**What this task involves:** Count how many lines below contain the string "covered", treating uppercase and lowercase as different, and reply with only that number.

A block of data
● ● ● ● ●

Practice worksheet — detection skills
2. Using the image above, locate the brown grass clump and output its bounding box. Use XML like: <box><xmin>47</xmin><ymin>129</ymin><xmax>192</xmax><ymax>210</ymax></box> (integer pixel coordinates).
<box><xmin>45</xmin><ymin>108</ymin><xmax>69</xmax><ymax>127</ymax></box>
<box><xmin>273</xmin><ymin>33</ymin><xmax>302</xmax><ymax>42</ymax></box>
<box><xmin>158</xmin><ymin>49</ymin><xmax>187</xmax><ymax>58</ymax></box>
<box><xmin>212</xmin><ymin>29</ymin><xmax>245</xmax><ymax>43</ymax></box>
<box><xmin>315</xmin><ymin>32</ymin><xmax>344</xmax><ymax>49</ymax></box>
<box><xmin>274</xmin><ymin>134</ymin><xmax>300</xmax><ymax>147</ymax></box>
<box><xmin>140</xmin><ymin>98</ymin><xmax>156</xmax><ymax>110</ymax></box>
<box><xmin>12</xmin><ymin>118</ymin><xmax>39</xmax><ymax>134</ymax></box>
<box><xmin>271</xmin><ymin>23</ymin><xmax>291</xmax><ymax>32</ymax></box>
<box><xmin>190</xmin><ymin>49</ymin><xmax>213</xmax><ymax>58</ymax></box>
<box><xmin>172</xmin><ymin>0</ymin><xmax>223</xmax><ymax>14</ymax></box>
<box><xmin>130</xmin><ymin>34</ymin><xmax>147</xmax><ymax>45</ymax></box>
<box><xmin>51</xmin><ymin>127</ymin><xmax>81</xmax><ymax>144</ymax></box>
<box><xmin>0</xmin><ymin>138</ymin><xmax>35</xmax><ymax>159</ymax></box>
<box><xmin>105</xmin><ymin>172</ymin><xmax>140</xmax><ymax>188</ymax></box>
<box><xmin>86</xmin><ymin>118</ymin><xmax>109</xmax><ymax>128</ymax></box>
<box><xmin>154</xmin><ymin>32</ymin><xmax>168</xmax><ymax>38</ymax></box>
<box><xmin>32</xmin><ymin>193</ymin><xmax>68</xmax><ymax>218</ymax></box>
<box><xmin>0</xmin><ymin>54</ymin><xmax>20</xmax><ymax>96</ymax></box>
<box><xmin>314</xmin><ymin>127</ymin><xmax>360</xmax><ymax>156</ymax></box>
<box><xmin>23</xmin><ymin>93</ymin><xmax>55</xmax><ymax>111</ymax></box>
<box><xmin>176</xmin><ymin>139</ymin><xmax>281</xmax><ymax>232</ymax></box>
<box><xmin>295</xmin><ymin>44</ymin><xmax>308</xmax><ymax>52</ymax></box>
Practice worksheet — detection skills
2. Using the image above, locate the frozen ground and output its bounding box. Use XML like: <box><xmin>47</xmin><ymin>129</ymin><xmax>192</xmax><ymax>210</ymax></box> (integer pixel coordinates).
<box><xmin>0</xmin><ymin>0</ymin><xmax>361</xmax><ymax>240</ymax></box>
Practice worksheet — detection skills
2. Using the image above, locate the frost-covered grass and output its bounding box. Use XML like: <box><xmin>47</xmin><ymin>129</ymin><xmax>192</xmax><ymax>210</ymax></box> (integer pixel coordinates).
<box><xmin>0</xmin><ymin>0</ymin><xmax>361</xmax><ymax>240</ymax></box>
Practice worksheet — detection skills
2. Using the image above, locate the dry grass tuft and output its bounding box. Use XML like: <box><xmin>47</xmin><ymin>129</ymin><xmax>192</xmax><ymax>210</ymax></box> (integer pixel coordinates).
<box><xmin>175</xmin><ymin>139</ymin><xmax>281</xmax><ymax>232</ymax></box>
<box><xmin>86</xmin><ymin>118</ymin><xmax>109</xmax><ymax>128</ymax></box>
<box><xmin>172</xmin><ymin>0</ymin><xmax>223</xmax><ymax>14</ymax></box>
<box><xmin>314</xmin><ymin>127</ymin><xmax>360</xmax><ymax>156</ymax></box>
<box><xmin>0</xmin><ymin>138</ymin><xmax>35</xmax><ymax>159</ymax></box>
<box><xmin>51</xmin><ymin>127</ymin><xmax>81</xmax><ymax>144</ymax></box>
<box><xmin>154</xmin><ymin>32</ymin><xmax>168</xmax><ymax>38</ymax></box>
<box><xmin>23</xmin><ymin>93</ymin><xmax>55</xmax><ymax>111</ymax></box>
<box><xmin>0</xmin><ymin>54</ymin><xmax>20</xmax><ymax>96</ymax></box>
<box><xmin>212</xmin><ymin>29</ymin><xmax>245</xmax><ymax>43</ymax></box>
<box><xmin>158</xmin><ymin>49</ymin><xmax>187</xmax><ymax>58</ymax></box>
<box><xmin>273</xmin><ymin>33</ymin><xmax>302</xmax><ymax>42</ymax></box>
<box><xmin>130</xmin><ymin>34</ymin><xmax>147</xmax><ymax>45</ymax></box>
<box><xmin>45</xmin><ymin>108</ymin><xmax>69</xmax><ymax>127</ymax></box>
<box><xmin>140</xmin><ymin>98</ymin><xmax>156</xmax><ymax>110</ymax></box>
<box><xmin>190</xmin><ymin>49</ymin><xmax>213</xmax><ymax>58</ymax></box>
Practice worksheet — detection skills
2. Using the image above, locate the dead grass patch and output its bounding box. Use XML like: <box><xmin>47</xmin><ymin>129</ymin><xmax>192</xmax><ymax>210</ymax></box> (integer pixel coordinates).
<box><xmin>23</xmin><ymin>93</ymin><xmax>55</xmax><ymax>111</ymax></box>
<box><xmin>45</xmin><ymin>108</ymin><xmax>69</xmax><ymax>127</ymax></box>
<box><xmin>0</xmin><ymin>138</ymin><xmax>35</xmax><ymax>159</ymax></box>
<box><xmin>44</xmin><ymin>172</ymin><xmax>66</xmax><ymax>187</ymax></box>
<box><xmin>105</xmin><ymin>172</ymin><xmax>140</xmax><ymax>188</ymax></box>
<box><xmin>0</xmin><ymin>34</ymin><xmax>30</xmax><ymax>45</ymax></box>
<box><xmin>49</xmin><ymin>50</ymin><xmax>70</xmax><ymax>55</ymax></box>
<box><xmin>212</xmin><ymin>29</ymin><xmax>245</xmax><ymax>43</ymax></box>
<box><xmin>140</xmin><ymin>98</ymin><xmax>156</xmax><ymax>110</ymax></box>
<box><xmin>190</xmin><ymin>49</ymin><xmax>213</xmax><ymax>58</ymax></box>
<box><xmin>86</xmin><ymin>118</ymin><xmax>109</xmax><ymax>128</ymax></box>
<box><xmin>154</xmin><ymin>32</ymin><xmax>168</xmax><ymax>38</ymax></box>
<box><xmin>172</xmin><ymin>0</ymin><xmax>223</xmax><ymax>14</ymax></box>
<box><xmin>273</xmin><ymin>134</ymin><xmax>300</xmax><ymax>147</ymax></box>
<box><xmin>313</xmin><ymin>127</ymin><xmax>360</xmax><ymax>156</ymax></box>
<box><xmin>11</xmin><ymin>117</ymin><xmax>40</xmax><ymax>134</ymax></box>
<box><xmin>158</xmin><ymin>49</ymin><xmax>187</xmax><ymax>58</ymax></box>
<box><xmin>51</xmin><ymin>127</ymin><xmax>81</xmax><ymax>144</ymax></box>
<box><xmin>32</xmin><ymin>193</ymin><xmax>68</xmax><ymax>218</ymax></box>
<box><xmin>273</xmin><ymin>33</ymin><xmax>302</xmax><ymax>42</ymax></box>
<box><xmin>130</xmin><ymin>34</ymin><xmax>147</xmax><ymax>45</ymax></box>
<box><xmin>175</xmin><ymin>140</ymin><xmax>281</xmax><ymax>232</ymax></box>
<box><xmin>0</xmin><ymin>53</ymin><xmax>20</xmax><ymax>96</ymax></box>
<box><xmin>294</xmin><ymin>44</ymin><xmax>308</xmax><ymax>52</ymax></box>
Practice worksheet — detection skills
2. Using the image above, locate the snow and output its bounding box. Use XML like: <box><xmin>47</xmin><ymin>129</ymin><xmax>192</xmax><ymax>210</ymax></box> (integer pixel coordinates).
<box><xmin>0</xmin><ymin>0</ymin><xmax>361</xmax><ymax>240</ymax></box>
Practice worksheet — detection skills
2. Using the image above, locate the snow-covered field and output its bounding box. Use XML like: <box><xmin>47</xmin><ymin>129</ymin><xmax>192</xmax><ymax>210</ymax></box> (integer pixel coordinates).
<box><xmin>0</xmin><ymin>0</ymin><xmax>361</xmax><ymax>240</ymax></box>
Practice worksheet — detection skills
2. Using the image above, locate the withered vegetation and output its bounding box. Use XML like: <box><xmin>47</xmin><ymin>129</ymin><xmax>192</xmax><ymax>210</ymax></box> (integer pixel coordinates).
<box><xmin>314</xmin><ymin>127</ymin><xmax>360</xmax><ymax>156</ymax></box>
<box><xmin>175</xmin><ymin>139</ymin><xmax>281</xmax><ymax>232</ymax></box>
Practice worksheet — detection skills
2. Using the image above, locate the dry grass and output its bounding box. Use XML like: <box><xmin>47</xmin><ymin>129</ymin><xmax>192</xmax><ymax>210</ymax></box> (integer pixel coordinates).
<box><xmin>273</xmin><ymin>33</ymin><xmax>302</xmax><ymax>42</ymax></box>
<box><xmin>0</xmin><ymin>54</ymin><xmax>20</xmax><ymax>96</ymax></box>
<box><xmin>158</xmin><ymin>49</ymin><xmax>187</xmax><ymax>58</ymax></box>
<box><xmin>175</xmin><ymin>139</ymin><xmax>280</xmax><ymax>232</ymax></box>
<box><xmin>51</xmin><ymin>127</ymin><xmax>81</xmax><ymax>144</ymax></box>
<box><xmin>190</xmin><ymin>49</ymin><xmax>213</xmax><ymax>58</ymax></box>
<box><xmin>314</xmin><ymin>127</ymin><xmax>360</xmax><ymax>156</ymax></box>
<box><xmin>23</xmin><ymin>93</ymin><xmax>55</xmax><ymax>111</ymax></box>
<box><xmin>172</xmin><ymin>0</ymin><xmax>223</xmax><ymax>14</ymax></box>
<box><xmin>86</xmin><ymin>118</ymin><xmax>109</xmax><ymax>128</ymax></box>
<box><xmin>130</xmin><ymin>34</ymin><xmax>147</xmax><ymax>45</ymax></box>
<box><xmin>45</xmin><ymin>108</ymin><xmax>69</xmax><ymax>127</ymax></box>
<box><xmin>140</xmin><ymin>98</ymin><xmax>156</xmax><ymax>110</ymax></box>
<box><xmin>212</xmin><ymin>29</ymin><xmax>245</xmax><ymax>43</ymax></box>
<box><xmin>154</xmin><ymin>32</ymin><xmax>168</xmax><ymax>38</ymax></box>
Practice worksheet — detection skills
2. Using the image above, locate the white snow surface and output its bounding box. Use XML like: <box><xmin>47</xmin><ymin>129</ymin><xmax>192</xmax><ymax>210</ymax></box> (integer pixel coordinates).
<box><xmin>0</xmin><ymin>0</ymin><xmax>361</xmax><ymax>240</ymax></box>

● ● ● ● ●

**Solution for this exercise:** 2